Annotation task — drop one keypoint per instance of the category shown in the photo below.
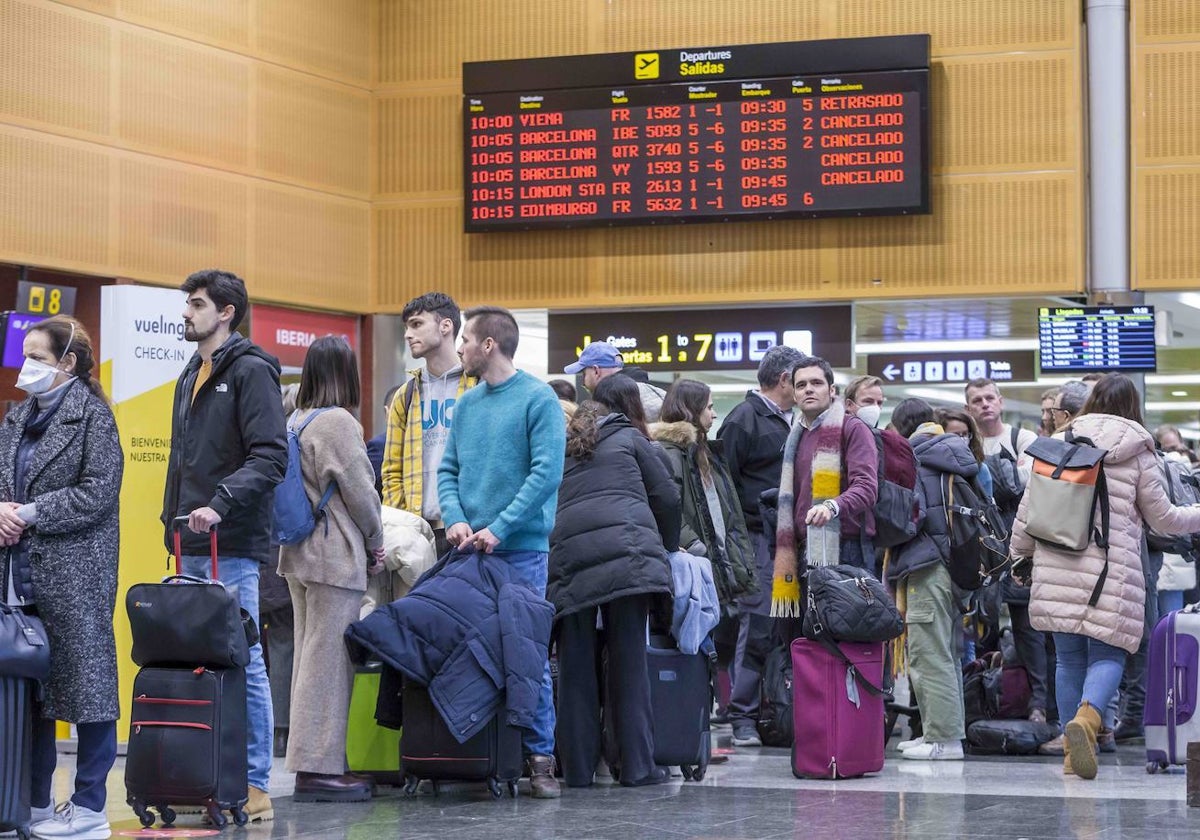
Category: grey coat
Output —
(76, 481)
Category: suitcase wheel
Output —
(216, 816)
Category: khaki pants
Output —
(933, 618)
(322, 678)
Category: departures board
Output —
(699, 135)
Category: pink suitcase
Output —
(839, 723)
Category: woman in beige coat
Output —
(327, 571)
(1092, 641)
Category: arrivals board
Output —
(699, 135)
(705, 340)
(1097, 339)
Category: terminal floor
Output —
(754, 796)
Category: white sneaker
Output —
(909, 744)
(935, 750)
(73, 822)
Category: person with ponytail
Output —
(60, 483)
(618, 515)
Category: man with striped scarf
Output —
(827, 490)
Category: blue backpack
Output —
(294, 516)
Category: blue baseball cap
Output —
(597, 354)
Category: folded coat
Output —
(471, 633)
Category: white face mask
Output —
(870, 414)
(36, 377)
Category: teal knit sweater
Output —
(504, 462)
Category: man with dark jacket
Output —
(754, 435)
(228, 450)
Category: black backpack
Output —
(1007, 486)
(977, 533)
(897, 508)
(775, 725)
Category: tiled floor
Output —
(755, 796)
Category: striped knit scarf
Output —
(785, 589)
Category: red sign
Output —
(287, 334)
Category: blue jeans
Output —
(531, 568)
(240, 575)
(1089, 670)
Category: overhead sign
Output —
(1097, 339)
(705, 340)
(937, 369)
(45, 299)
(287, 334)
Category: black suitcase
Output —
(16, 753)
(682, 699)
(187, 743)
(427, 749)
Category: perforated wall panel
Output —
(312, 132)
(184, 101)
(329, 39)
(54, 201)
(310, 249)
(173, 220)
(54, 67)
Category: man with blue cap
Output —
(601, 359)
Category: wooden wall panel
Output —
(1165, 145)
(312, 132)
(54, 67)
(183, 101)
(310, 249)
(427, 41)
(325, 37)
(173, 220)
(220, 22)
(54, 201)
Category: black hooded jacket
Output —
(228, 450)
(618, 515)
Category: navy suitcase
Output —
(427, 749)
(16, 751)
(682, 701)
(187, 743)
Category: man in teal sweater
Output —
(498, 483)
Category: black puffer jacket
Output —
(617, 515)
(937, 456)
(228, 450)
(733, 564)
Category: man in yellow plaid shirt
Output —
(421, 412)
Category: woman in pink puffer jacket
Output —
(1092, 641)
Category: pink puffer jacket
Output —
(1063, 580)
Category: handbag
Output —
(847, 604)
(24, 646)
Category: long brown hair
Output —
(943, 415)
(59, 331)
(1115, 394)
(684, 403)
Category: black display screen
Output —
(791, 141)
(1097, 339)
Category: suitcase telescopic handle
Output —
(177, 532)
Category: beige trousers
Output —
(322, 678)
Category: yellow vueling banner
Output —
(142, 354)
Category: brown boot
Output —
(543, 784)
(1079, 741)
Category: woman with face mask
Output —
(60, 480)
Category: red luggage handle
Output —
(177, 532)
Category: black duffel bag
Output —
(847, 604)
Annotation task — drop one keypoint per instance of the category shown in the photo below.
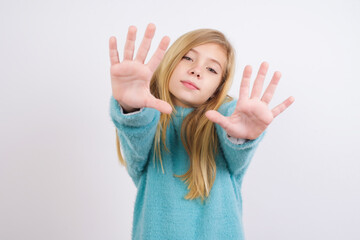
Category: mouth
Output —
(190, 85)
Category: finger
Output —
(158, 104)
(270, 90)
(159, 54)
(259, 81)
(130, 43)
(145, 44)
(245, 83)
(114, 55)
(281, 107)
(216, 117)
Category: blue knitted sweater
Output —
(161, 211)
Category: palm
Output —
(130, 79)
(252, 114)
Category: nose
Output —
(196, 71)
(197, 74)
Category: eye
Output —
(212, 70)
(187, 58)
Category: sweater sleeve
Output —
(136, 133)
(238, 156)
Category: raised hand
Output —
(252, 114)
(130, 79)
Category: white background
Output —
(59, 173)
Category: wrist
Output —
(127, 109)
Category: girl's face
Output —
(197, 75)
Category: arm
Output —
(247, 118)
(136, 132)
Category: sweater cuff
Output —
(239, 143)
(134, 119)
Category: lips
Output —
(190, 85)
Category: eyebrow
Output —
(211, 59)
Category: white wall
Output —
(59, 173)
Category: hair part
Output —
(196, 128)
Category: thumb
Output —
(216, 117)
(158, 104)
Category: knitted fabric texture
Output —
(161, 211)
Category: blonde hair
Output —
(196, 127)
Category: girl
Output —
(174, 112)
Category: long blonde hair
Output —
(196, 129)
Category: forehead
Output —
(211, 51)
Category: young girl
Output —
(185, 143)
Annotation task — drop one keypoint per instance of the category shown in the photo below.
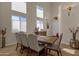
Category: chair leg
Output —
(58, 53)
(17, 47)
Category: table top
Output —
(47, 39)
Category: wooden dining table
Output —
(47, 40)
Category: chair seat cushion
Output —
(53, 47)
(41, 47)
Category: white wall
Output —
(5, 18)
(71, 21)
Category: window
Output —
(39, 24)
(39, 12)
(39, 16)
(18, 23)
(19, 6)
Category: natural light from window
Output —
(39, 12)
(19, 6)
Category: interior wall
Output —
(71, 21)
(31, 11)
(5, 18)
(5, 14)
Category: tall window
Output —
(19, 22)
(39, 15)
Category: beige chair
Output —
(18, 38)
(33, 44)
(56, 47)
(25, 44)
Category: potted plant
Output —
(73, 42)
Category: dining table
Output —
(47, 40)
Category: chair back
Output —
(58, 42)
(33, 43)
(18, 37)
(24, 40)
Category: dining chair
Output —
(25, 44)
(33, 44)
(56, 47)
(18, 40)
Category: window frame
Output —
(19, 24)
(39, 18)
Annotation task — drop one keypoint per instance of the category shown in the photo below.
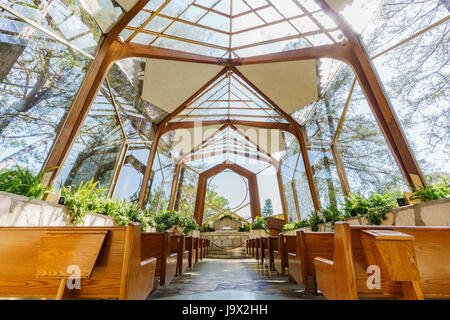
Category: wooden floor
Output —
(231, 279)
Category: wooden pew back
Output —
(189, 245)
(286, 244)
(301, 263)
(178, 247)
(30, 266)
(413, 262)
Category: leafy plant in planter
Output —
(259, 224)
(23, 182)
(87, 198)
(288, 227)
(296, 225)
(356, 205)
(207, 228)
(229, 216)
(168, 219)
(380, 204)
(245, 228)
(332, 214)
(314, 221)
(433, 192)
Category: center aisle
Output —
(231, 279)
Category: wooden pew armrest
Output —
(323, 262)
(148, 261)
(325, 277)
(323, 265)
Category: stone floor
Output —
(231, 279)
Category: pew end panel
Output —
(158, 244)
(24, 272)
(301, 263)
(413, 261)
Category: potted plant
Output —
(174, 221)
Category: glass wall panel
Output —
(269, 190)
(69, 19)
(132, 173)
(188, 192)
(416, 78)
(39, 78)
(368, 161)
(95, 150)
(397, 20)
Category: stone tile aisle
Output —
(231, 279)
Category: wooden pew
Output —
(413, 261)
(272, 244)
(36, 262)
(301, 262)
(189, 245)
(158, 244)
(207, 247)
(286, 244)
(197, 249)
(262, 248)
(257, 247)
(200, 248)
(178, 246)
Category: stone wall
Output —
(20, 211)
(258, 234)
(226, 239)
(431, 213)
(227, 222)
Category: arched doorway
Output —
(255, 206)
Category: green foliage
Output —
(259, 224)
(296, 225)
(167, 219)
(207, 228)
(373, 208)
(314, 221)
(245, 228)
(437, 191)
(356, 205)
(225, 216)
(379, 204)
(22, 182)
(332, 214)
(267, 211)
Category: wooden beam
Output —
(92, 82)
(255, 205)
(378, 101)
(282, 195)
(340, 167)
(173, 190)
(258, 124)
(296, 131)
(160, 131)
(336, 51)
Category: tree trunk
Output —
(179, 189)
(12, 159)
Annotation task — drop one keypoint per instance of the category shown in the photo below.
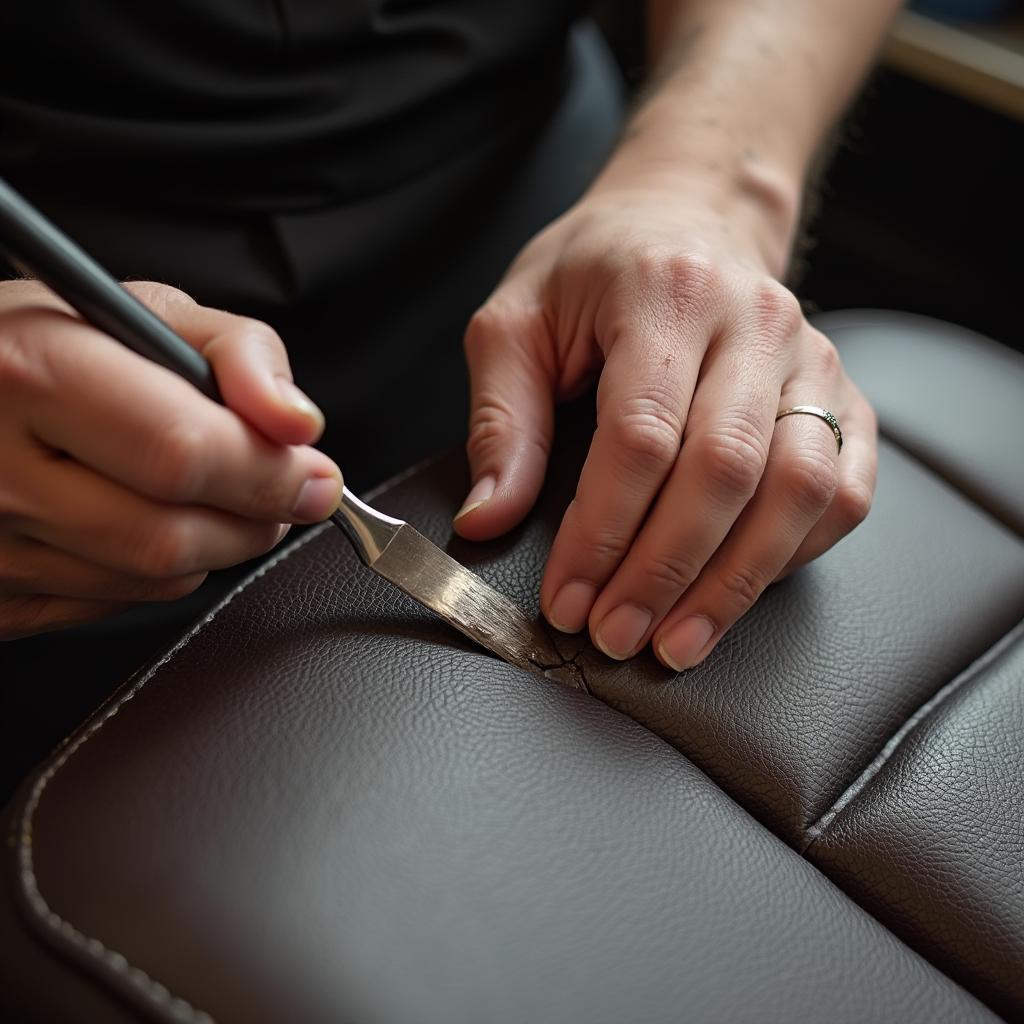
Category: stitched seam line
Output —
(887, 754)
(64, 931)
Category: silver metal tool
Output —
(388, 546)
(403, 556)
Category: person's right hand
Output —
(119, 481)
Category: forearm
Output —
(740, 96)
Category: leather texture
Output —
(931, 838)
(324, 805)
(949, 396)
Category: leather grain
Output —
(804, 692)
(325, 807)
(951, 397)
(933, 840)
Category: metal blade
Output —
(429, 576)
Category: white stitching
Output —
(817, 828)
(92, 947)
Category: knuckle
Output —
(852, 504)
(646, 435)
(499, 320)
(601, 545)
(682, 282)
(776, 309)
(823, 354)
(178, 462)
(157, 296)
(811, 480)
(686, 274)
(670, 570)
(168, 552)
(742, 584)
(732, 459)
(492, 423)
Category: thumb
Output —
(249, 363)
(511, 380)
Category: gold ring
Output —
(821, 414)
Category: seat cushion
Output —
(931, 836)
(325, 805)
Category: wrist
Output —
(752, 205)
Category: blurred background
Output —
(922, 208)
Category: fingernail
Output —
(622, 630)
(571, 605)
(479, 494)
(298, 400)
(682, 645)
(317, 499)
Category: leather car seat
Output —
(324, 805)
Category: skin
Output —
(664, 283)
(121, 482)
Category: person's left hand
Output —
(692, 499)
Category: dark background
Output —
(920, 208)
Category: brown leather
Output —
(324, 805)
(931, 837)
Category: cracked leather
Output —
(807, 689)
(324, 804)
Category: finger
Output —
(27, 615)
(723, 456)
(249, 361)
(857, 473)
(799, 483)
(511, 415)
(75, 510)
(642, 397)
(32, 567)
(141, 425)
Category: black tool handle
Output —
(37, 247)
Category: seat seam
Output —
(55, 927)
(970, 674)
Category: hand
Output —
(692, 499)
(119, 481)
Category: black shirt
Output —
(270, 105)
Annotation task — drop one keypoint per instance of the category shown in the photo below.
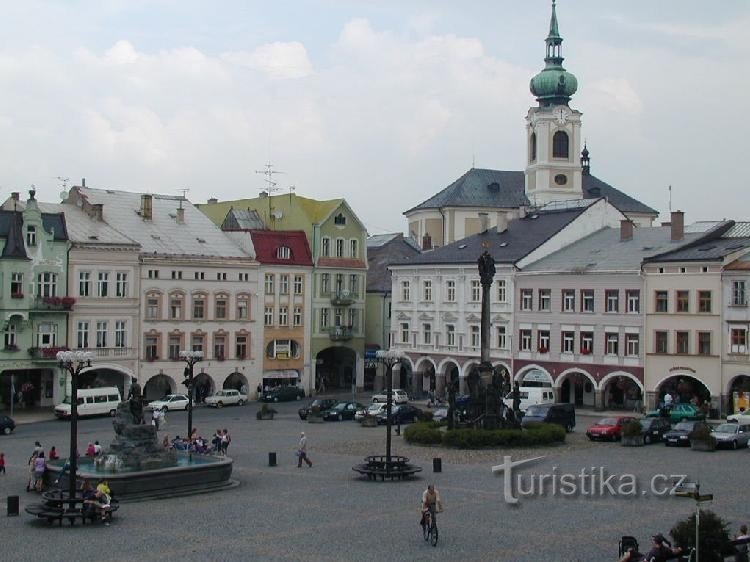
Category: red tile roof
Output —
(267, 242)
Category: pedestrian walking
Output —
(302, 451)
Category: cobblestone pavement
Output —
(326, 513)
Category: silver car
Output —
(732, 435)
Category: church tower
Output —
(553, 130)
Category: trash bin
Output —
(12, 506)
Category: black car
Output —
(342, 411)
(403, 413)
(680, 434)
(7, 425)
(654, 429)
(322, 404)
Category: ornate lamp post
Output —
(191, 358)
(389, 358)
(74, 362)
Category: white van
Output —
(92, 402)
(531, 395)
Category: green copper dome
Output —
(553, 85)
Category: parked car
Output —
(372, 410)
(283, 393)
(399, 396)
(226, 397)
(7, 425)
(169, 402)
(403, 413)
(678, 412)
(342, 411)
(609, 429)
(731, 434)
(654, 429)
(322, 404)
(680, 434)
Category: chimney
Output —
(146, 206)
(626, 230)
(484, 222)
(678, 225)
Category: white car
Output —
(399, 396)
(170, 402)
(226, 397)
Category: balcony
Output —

....

GOAL OF THE EXERCISE:
Find the word "sweater" in the entries above. Copy every line that has it.

FINISHED EXERCISE:
Category: teal knit sweater
Category: man in teal sweater
Category: blue knitted sweater
Category: sweater sleeve
Category: sweater cuff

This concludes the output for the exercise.